### Task directions
Count the lines below that contain the string "leaf", and give only that number.

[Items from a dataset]
-=-=-=-=-
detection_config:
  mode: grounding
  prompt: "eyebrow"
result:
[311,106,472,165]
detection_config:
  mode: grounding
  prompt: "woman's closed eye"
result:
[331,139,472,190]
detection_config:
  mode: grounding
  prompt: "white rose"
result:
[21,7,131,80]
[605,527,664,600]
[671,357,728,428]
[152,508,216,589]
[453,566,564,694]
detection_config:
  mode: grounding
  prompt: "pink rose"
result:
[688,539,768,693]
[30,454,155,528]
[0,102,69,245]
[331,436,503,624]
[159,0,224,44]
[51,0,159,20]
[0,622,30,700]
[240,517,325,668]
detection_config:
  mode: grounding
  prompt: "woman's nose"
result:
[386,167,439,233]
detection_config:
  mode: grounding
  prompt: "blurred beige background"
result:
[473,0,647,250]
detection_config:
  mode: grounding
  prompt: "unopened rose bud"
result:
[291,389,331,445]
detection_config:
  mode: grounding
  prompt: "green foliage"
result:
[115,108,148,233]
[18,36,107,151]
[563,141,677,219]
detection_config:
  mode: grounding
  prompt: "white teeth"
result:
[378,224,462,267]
-=-=-=-=-
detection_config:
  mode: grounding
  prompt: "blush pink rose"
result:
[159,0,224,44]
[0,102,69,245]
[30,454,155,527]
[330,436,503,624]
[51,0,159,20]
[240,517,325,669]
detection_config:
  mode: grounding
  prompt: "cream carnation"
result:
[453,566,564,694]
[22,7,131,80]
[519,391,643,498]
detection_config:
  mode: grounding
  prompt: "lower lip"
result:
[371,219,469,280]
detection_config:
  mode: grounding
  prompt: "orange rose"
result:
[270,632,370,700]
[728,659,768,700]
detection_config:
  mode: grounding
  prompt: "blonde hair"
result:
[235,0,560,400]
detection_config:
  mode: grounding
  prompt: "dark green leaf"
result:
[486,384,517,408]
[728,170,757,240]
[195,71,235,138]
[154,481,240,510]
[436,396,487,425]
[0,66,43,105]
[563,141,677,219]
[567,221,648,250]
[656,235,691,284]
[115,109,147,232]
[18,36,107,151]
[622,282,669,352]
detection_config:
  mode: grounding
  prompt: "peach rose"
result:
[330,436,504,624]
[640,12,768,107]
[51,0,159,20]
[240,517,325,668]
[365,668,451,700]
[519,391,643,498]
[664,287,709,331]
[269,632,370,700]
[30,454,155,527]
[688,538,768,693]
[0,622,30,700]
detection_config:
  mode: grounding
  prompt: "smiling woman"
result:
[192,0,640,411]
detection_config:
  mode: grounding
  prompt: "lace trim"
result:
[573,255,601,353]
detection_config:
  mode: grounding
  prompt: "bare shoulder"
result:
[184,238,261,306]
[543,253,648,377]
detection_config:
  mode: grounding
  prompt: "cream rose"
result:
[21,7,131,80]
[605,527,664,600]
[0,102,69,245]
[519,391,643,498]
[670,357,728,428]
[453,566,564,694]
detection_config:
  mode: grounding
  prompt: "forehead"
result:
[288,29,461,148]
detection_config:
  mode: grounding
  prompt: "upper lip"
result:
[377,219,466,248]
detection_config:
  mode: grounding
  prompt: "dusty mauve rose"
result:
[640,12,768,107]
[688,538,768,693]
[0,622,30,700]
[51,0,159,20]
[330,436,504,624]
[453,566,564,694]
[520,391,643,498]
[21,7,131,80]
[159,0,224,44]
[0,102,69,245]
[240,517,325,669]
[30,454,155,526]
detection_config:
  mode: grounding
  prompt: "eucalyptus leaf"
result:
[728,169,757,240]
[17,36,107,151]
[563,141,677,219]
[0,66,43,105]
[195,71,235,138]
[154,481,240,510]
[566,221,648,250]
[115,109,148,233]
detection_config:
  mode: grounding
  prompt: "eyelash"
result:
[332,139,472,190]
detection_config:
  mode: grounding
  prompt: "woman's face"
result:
-=-=-=-=-
### Answer
2